Written instruction:
Copy out every one of the records below word for word, with nothing changed.

Provided records:
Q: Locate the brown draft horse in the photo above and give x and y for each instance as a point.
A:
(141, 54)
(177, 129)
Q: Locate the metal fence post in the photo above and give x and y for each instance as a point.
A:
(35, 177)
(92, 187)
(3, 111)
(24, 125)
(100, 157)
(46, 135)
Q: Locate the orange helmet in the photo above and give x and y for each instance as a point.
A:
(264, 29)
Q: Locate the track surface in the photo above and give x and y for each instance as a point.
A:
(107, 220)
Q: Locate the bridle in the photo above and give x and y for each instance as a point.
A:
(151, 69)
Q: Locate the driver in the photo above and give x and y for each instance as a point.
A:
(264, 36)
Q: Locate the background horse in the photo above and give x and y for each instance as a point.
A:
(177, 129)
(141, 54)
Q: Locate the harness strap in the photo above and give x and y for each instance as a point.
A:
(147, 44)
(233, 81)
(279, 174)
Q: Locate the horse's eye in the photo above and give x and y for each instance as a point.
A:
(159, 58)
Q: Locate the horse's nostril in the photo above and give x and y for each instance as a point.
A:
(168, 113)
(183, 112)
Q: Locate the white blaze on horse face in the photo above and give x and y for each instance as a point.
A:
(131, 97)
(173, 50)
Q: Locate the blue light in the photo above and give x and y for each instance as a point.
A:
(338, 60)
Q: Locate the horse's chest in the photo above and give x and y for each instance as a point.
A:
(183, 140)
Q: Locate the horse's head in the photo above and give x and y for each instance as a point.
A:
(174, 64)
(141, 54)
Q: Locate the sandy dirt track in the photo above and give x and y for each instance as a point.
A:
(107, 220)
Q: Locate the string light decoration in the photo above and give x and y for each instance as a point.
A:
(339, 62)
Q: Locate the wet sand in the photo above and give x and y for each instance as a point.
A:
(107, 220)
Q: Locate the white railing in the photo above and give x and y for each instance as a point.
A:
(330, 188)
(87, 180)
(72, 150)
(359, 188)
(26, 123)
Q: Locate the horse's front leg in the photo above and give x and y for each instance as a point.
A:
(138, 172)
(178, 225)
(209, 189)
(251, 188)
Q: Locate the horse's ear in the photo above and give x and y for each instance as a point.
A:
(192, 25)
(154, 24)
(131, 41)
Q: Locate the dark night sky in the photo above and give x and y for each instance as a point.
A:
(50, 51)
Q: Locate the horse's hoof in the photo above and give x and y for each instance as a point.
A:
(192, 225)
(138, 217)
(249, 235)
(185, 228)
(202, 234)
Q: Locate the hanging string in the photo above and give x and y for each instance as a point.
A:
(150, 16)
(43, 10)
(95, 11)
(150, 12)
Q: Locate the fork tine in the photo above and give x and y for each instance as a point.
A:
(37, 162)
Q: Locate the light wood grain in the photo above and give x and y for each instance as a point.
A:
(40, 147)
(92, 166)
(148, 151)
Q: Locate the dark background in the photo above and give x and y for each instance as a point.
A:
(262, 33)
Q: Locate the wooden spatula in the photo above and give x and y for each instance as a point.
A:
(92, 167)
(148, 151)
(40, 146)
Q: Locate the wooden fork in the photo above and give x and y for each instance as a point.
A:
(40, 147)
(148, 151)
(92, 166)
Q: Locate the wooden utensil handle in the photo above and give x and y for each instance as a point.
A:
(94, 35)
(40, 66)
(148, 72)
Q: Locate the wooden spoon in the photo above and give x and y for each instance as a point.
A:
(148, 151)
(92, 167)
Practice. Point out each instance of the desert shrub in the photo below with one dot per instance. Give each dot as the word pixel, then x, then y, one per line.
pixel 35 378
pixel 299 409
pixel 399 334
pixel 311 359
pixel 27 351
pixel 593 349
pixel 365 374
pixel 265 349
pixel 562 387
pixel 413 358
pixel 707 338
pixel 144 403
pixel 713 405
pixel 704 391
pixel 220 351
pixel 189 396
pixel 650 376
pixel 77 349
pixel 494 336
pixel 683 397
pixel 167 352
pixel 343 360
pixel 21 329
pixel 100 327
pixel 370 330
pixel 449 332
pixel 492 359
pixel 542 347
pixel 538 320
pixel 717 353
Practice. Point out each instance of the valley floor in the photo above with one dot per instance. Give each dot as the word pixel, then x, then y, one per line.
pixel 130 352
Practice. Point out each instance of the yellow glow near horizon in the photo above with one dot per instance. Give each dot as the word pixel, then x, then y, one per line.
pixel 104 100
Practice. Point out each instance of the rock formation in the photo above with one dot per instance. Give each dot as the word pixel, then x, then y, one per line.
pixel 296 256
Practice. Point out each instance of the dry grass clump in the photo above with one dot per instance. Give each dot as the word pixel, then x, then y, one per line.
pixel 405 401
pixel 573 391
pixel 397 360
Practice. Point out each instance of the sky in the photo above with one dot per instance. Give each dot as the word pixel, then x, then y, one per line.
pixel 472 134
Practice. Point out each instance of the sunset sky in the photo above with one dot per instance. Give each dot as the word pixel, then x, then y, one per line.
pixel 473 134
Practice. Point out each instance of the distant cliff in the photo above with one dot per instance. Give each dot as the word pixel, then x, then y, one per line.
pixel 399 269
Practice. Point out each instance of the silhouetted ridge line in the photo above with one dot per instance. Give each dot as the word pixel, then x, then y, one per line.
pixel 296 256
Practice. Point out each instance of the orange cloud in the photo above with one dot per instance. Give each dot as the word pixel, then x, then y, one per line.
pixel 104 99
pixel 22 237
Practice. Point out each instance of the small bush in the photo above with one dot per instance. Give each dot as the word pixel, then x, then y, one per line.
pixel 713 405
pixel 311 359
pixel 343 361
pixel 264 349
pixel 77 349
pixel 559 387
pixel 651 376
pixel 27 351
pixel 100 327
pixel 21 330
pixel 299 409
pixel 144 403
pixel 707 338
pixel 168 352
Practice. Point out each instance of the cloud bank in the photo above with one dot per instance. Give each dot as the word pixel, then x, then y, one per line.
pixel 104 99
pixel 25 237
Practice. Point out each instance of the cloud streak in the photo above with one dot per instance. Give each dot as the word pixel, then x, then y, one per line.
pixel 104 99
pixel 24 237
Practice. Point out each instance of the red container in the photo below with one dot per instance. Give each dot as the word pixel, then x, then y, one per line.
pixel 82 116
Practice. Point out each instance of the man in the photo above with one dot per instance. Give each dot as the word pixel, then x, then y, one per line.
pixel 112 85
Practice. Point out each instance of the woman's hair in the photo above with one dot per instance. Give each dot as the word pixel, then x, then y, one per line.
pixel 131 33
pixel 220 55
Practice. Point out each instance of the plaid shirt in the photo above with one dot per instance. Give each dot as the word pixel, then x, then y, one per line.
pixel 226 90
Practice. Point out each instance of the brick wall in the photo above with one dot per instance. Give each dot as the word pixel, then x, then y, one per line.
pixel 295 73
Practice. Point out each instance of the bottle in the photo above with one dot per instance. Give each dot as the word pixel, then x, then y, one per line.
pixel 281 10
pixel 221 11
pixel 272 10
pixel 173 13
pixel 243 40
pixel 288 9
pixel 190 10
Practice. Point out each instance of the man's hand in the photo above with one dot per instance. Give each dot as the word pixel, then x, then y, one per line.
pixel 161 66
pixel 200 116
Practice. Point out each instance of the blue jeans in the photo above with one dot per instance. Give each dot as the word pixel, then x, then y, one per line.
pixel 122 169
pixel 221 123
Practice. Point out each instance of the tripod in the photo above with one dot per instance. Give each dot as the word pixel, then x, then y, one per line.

Solution to this task:
Q: Locate the brown draft horse in the photo above and give x and y for each instance as a point.
A:
(141, 54)
(177, 129)
Q: Locate the metal fence post in the photo above and give x and y for each instance as a point.
A:
(35, 177)
(92, 187)
(3, 111)
(24, 125)
(100, 157)
(46, 135)
Q: Locate the orange helmet in the photo above and give x and y for each instance as a point.
A:
(264, 29)
Q: Locate the track surface in the photo above and give x and y for each instance as a point.
A:
(107, 220)
Q: Locate the bridle in the photo above and give x and y for each instance as a point.
A:
(151, 69)
Q: Locate the driver in the photo above and give x and y for each instance as a point.
A:
(264, 36)
Q: Locate the background horse in the photo above and give x and y for each instance as a point.
A:
(177, 129)
(141, 54)
Q: Locate the harness strap in the photo above and give x and y for each instance as a point.
A:
(147, 44)
(233, 81)
(279, 174)
Q: Locate the horse's eye in the photo above and give x and y for each instance as a point.
A:
(159, 58)
Q: Locate the horse's nostril in the photo above and give x and y for each instance as a point.
A:
(168, 113)
(183, 112)
Q: Locate the white blaze on horse face in the photo above and give x and y for each instance as a point.
A:
(131, 97)
(173, 50)
Q: Locate the blue light in the photo above and give x and y for each instance as a point.
A:
(338, 60)
Q: Locate the horse's chest in the photo above and give x and y for each instance as a point.
A:
(183, 140)
Q: Locate the horse's head in the photo above and give x and y for each instance as a point.
A:
(174, 64)
(141, 54)
Q: Locate the sandy dirt track in the photo above and give x and y for each instance as a point.
A:
(107, 220)
Q: Locate the string light decoration in the photo above and give x and y for each instance as a point.
A:
(339, 62)
Q: Locate the wet sand in the photo above and give x and y for each instance as a point.
A:
(107, 220)
Q: Locate the white railing in the photo above and give x and y for each instance as a point.
A:
(330, 188)
(87, 180)
(72, 150)
(359, 188)
(26, 123)
Q: Locate the horse's front leg in the photo above and give x and y for each instance as a point.
A:
(138, 172)
(178, 225)
(209, 189)
(251, 188)
Q: Locate the horse's ear in the photo above and give x and y for each instance as a point.
A:
(192, 25)
(154, 24)
(131, 41)
Q: Locate the dark night sky in the photo above and give x and y for each instance as a point.
A:
(50, 51)
Q: Locate the horse's hoof in the photo above and give x and y for each instance as a point.
A:
(192, 225)
(138, 217)
(249, 235)
(185, 228)
(202, 234)
Q: Locate the hanging string in the photo above and give x and y for each instance as a point.
A:
(150, 16)
(43, 10)
(95, 11)
(150, 12)
Q: Locate the fork tine in the photo above and give x and y for each instance as a point.
A:
(37, 162)
Q: Locate the light wood grain in the photo above and give x and y for each instance as a point.
A:
(40, 147)
(92, 166)
(148, 151)
Q: Locate the dark background in the photo above and give x and y for each instance as a point.
A:
(262, 33)
Q: Locate the wooden spatula in the photo above and give x and y for each instance as a point.
A:
(92, 167)
(148, 151)
(40, 146)
Q: Locate the wooden fork in the photo above and give x and y for each instance as a point.
A:
(40, 147)
(148, 151)
(92, 166)
Q: Locate the wooden utensil handle in the photo above and give x and y for each instance as a point.
A:
(94, 35)
(40, 66)
(148, 72)
Q: Locate the wooden spoon in the photo above and give x and y for each instance as a point.
A:
(148, 151)
(92, 167)
Practice. Point out each instance of the desert shrub in the photo below with one dot per instance. Give each dot as the word pixel, then x, then y, one per line.
pixel 35 378
pixel 299 409
pixel 399 334
pixel 311 359
pixel 27 351
pixel 593 349
pixel 365 374
pixel 265 349
pixel 562 387
pixel 413 358
pixel 707 338
pixel 144 403
pixel 713 405
pixel 704 391
pixel 220 351
pixel 189 396
pixel 650 376
pixel 77 349
pixel 494 336
pixel 683 397
pixel 167 352
pixel 343 360
pixel 21 329
pixel 100 327
pixel 370 330
pixel 449 332
pixel 492 359
pixel 542 347
pixel 538 320
pixel 717 353
Practice. Point out each instance of the valley floor in the photo above with one dot per instance. Give each dot as the word pixel, then x, then y, one per line.
pixel 130 352
Practice. Point out each instance of the yellow glow near horizon in the photo above with one dot per instance. Give each dot as the word pixel, then x, then y, one per line.
pixel 104 100
Practice. Point out each instance of the rock formation in the photo above with one dot per instance. Give each dot as the word pixel, then x, then y, one per line.
pixel 296 256
Practice. Point out each instance of the dry grass clump in the photo above with one dot per instance. Give each dot as the word pixel, then x, then y, one per line.
pixel 405 401
pixel 573 391
pixel 397 360
Practice. Point out each instance of the sky in the photo above with one dot per instance. Give each dot as the word pixel, then x, then y, one per line.
pixel 472 134
Practice. Point out each instance of the sunset sky in the photo above with one dot per instance. Give each dot as the word pixel, then x, then y, one per line.
pixel 473 134
Practice. Point out each instance of the distant cliff in the photo above with one dot per instance. Give each dot as the word pixel, then x, then y, one per line.
pixel 399 269
Practice. Point out each instance of the silhouetted ridge line in the photo above with one dot per instance. Give each dot as the word pixel, then x, then y, one per line.
pixel 296 256
Practice. Point out each instance of the orange cloud in the photo above with one dot per instance. Give each dot as the word pixel, then x, then y, one per line.
pixel 104 99
pixel 22 237
Practice. Point out each instance of the small bush in the photo above with one dot per instance. Give each dot as the word pixel, then x, then y, one per line.
pixel 713 405
pixel 311 359
pixel 343 361
pixel 264 349
pixel 77 349
pixel 559 387
pixel 651 376
pixel 27 351
pixel 100 327
pixel 21 330
pixel 299 409
pixel 144 403
pixel 707 338
pixel 168 352
Practice. Point out each instance of the cloud bank in the photo above with one dot per instance. Give each dot as the word pixel, then x, then y, one per line.
pixel 104 99
pixel 25 237
Practice. Point out each instance of the cloud streak in the photo above with one dot per instance. Give each dot as the word pixel, then x, then y, one per line.
pixel 104 99
pixel 24 237
Practice. Point out each instance of the red container in the photo below with one dot per instance. Give each dot as the word pixel, then x, then y, one per line.
pixel 82 116
Practice. Point out each instance of the man in the photo above with one dot per instance. Give each dot as the word pixel, then x, then y, one per line.
pixel 112 85
Practice. Point out each instance of the woman's hair in the photo above with one dot per instance. Give each dot as the word pixel, then x, then y, one per line.
pixel 131 33
pixel 220 55
Practice. Point out each instance of the plaid shirt in the photo above with one dot per instance. Give each dot as the word pixel, then x, then y, one per line.
pixel 226 90
Practice. Point out each instance of the brick wall in the photo above with one dot per instance. Give each dot as the word pixel, then x, then y, one per line.
pixel 295 73
Practice. Point out each instance of the bottle in the photo above with one dot per instance. Give each dot as the word pixel, then x, then y, one per line.
pixel 281 10
pixel 221 11
pixel 272 10
pixel 173 13
pixel 243 40
pixel 288 9
pixel 190 10
Practice. Point out each instance of the man's hand in the photo above with one dot per instance. Give each dot as the word pixel, then x, then y, one per line.
pixel 161 66
pixel 200 116
Practice. Point out each instance of the blue jeans in the photo above with one dot per instance. Give each dot as the word pixel, then x, then y, one per line.
pixel 122 169
pixel 221 123
Practice. Point out each instance of the tripod in the photo above with one dot per instance. Give each dot as the word pixel, then x, then y, one per line.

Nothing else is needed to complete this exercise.